Text excerpt:
···

Need suggestions about using ghc as lib

Right now im examining what load :: GhcMonad m => LoadHowMuch -> m SuccessFlag does when freshly loading a target.

I reasoned with my brain until reaching its capacity. I couldn’t reason further after runPipeline' returns.

I thought why not just modify the ghc source code with some traceM sprinkling around, so i can peek into the intermediate value. Hence, i built ghc-9.2.8 following the guideline listed in gitlab. The building works smoothly with some adjustments(mainly, the ghc.nix uses ghc96 as bootghc, which causes ghc-9.2.8's dependencies unable to fullfill)

However, it went wrong when evaluating the expression after loading ghc in ghci, following load ghc in ghci

I got the following error

Ok, 279 modules loaded.
ghci> :load GHC.Linker.Types
....loading
ghci> let t = uninitializedLoader
*** Exception: expectJust getLinkDeps
CallStack (from HasCallStack):
  error, called at compiler/GHC/Data/Maybe.hs:70:27 in ghc:GHC.Data.Maybe
  expectJust, called at compiler/GHC/Linker/Loader.hs:730:28 in ghc:GHC.Linker.Loader

I looked at some issues in gitlab, tried to duplicate the fix, but no success.Then i stumble upon the third bullet here. From my understanding, it’s not possible to evaluate ghc expression in ghci. Is it true?

If that’s the case, how ghc-as-lib people figure out what exactly each function does, other than creating a mental image with given prestate, and reason along?

1 Like

One just come to my mind. I could compile ghc with traceM sprinkling around. Then run the function i would like to peek into in ghci.

is this an overkill?

When I wanted to use GHC as a library, I stumbled upon this question too. These are the best things that I know of:

  • Read the NOTEs: The primary way to understand the way GHC works is embedded in the Notes. (I think there’s an HLS plugin that helps you navigate the Notes easier.)
  • GHC Commentary: There’s a lot to learn in the wiki in general.
  • GHC contributor’s workshop videos, and slides
  • Outgoing call hierarchy: it helps you get a better feel of who’s calling who and what’s happening in general.
  • -ddump-tc-trace, -ddump-rn-trace and other variants: In my idea, you can learn a lot by just compiling with the ddump flags and leveraging the trace statements already in the source.
  • Matrix: If you couldn’t find the thing you were looking for, you can ask in the chat.
1 Like

Hej, Ei30metry, Thx for the suggestions. Really appreciate them. I will definitely dig into those. I guess i will start with playing around flags. They seem to tackle my issue directly.

1 Like

I regularly get confused, too, when trying to follow the chain of wrappers around command-line entry points. Fortunately I don’t often have to think about those, so what is it that you are trying to achieve?


Re: GHC-in-GHCi:

Unfortunately, I don’t think that the bytecode interpreter works when using hadrian/ghci (not even on a more recent version of GHC). I think this is deliberate; note that hadrian/ghci-cabal passes -fno-code to GHCi, explaining the linker error: It simply can’t run code that does not exist. (Granted, the error message could be better.) It does not help to delete passing -fno-code or passing -fobject-code instead; then I get a different linker error related to use of the FFI and lack of a shared library defining ghc_unique_counter64.

···

Recorded data:

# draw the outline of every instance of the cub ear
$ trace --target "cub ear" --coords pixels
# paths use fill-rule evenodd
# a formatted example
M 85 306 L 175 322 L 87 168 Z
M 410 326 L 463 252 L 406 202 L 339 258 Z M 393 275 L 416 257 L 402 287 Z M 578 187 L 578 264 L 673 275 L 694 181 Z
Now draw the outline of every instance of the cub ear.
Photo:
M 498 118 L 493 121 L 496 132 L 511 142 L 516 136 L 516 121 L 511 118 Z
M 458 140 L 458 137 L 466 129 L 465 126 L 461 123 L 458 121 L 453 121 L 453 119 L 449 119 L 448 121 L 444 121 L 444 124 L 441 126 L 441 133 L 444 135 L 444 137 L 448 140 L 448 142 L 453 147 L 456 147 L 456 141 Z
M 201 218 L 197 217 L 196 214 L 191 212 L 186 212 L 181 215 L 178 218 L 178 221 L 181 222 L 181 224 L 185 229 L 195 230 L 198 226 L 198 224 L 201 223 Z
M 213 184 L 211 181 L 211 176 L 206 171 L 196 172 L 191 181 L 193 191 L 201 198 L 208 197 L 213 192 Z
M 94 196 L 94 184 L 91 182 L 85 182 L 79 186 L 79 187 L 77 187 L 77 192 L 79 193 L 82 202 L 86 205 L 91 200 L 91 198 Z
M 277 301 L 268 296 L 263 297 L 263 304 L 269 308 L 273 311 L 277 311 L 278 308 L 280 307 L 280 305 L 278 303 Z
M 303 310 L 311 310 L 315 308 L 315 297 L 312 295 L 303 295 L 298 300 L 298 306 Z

···

Exercise instructions:
Please extend the forum thread on using GHC as a library, picking up right after its last post.

Answer for the task:
In short, you currently can’t load GHC’s code base in GHCi. That seems ironical, but this is actually an improvement compared to a few years ago when all you could do was make to trigger type-checking of your changes, without any editor integration. I think there is continuous work to get GHCi to work on GHC, but there are major road blocks related to cross compilation and Template Haskell that are difficult to remember. @bgamari or @angerman might know more.

2 Likes

Thank for the clarification. I guess i was on the correct track on a surface level.

Right now, the current project performs parsing and typechecking twice when given a haskell program. The firs time performed by calling load, and we ignore the return flag. The second time performed by explicitly calling GHC.parseModule and GHC.typecheckModule. I thought, since load has already performed both phases, it’s really unnecessary to do it again.

So i need to know what effects load performs such that i can safely discard running parsing and typechecking the second time.

1 Like

I don’t think parseModule and typeCheckModule do any recompilation checking. They straight go to parsing the module/type-checking it. So even if you ran load before, it will just call hscParse' again.

I had a look at hscPipeline, which is a transitive callee somewhere deep in the call graph. It looks like this:

hscPipeline :: P m => PipeEnv ->  ((HscEnv, ModSummary, HscRecompStatus)) -> m (ModIface, HomeModLinkable)
hscPipeline pipe_env (hsc_env_with_plugins, mod_sum, hsc_recomp_status) = do
  case hsc_recomp_status of
    HscUpToDate iface mb_linkable -> return (iface, mb_linkable)
    HscRecompNeeded mb_old_hash -> do
      (tc_result, warnings) <- use (T_Hsc hsc_env_with_plugins mod_sum)
      hscBackendAction <- use (T_HscPostTc hsc_env_with_plugins mod_sum tc_result warnings mb_old_hash )
      hscBackendPipeline pipe_env hsc_env_with_plugins mod_sum hscBackendAction

Note the tc_result, which is passed to hscBackendPipeline but otherwise discarded. This makes me doubtful that the results of type-checking are cached by GHC itself, so perhaps it’s impossible to use load to get type-checked results. I suggest asking around on the #GHC matrix channel to attract attention of more GHC devs to help you.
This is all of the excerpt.